_Directions_. Could you switch "marker" to "pin" in the entries running from the line containing "Note to the class: find the toyota tundra" through the end of the entries, leave everything else unchanged, and return only those lines?

********

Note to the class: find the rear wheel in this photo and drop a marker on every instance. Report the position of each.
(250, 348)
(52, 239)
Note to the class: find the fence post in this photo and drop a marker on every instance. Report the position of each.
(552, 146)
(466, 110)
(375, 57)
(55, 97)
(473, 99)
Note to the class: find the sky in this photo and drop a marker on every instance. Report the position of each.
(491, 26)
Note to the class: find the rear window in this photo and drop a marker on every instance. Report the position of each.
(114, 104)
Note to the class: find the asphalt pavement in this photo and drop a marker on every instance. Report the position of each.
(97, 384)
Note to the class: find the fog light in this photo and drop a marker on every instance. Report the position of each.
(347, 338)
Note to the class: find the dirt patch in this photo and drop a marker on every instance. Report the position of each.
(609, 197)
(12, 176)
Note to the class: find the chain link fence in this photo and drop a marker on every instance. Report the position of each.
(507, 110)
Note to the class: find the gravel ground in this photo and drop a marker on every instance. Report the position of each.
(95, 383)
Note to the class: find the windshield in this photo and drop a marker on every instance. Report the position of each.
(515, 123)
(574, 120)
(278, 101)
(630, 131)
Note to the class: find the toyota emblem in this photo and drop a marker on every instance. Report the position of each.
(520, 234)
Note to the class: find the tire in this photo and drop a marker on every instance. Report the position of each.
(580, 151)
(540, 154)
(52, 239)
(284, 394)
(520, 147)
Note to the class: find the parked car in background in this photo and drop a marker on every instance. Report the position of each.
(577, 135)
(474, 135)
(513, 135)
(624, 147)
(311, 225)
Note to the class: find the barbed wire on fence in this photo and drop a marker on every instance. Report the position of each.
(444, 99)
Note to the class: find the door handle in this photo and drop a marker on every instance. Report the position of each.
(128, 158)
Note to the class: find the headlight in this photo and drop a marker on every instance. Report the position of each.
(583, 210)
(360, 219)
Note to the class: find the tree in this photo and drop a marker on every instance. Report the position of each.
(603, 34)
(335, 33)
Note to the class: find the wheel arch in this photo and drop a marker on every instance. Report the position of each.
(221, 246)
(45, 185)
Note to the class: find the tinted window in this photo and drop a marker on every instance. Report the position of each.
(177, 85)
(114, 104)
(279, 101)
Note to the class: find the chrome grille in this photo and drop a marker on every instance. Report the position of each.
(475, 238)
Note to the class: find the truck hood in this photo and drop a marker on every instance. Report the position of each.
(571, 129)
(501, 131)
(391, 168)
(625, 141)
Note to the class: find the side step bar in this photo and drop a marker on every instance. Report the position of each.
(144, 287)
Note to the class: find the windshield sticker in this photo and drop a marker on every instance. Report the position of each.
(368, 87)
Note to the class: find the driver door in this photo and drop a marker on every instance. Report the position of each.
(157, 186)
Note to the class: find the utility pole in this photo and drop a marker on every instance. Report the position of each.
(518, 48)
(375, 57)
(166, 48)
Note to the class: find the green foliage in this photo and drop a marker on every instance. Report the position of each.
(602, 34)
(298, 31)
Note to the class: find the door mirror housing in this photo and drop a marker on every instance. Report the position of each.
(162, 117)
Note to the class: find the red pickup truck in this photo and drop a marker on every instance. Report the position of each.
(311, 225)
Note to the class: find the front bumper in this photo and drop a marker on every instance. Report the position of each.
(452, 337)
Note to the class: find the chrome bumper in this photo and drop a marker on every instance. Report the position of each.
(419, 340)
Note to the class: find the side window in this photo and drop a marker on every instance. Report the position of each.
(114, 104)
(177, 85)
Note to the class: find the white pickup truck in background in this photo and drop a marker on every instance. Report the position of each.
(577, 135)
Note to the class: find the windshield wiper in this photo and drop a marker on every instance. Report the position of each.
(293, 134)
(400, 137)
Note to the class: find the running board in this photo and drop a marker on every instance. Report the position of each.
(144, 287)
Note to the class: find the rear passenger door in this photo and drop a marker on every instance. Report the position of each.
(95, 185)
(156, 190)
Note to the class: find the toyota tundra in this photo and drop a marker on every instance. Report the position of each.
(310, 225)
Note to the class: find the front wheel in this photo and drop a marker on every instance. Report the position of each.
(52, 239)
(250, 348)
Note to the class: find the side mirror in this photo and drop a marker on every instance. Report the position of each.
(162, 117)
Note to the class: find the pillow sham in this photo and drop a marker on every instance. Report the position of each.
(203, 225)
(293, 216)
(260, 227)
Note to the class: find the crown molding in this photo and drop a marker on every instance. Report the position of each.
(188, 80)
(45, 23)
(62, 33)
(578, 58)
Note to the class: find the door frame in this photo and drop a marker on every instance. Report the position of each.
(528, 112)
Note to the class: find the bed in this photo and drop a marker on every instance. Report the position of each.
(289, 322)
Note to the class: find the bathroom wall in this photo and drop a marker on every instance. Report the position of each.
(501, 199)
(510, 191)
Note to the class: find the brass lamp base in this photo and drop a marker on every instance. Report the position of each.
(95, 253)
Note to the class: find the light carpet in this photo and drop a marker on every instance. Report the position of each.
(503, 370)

********

_Problem solution_.
Note to the class: find the toyota tundra in this photo and drop a pin on every instance. Report the position of each.
(310, 225)
Note to the class: find the front wheel in this photo and drop a pin on every instance. Report the position of each.
(52, 239)
(250, 348)
Note to the class: find the side mirror in this photo and drop a pin on every instance. Report the position of each.
(162, 117)
Note to the class: find the pillow sham in this photo and drop a pin on every instance. Report the position of each.
(203, 225)
(293, 216)
(260, 227)
Note to the class: find the crown molding in this photo and drop a pin on every instance. Report the position of each.
(188, 80)
(45, 23)
(62, 33)
(578, 58)
Note to the class: find the door frame in this photo and drop a pin on every instance. Report the position of each.
(528, 112)
Note to the class: find the bed in this photo and drop a pin on every instance. Report the position of each.
(289, 322)
Note to the class: find the bathroom wall in this photo and drop a pin on every instance. Report the position of each.
(501, 199)
(510, 191)
Note to the class: find the brass lamp base in this photo and drop a pin on every instance. Report the position of each.
(95, 253)
Note to the class: find the light carpet in this photo and drop a pin on every instance. Report the position of each.
(503, 370)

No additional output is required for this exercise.